Saturday, September 18, 2010

Frugal Soap Making tutorial

To make soap you will need some basic equipment. A very large measuring jug, wooden spoon, goggles, thick rubber gloves, apron, stainless steel large saucepan, a hand blender, moulds for the soap and accurate digital weighing scales.

The ingredients, suppliers and prices:

295g of caustic soda - Boots - 1.44
750ml Extra Virgin Olive Oil - Tesco -2.25
850ml Sunflower Oil - tesco - 1.05
625g Cookeen - Tesco - 1.25
half small bottle of Lavender essential oil - Liskeard posh handbag shop/now closed - .50
900ml water - I use bottled but you can use tap.

total = 6.49 and I will make 24 large bars of soap at 27p per bar.


I followed the instructions and recipe for soap on the Channel 4 website. There are many soap making websites, with recipes on the net. It is very easy and very cheap to make. Do not imagine your soap to turn out to be the mass produced type of soap you find in Tesco, the cheapest bar I saw in there today was 43p for their ivory soap. There soap will have animal fat as the main product, certainly will not be one third olive oil and certainly not have the purity and simplicity of homemade soap.

Start by very careful and accurately weighing your ingredients. Add the solid oil to the liquid oil and gently heat in a stainless steel saucepan until all the ingredients are liquid. Leave to cool.

Set problem A:
In the soap-making tutorial, how much does each bar of soap cost to make?

Data extracted from a collection
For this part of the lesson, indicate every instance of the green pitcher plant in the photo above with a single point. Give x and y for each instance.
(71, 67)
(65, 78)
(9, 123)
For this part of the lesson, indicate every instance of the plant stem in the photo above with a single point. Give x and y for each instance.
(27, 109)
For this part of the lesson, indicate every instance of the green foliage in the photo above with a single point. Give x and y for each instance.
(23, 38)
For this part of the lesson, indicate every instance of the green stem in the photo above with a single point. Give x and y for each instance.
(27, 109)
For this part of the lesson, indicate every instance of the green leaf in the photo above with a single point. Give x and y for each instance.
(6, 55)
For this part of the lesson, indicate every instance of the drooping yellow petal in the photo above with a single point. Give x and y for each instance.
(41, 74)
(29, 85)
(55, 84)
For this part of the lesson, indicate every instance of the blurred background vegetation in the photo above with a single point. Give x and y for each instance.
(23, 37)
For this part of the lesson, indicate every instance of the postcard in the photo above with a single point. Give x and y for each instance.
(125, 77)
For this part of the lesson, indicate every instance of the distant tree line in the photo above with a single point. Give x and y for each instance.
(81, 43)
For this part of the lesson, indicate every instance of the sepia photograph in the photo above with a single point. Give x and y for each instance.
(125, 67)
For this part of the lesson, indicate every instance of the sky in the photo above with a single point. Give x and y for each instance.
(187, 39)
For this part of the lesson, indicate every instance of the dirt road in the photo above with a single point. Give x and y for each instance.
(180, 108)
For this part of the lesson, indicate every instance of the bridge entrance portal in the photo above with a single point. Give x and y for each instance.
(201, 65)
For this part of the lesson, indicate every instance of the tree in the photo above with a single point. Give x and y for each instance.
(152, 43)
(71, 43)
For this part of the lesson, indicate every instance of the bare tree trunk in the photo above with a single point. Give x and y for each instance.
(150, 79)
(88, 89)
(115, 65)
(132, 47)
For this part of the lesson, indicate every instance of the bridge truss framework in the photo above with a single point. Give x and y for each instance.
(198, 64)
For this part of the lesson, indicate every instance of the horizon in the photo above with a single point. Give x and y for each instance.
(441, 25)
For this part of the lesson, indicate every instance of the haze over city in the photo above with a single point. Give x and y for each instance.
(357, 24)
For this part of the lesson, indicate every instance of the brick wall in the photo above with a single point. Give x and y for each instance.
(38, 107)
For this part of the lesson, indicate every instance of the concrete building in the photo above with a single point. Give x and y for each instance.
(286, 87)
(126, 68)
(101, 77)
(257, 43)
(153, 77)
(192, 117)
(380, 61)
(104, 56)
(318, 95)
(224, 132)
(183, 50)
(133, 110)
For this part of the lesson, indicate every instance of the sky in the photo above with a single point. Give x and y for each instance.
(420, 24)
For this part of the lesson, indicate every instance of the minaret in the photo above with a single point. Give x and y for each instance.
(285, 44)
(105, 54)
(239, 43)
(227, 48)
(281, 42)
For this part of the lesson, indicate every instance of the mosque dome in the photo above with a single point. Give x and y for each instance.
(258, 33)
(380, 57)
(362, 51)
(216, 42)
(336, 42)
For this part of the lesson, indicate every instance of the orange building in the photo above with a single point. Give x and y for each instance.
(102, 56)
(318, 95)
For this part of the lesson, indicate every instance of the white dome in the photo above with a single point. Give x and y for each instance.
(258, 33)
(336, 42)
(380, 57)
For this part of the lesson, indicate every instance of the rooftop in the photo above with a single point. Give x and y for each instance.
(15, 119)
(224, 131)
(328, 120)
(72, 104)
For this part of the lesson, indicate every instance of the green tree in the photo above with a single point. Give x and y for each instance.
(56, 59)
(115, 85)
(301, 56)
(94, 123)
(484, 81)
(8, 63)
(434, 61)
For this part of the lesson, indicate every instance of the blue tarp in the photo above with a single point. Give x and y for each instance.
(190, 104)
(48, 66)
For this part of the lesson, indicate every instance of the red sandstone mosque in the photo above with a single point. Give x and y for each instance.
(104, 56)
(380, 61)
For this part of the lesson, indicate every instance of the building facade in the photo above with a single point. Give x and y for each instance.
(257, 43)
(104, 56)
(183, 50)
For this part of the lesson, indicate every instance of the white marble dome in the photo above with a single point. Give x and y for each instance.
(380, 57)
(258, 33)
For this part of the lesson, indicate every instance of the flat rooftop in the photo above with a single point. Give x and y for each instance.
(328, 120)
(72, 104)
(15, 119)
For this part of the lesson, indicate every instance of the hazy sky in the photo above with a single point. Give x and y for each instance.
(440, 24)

Set problem B:
Show every line of the records that contains the word "building".

Task output A:
27p per bar.

Task output B:
For this part of the lesson, indicate every instance of the concrete building in the photo above with a single point. Give x and y for each instance.
For this part of the lesson, indicate every instance of the orange building in the photo above with a single point. Give x and y for each instance.
For this part of the lesson, indicate every instance of the building facade in the photo above with a single point. Give x and y for each instance.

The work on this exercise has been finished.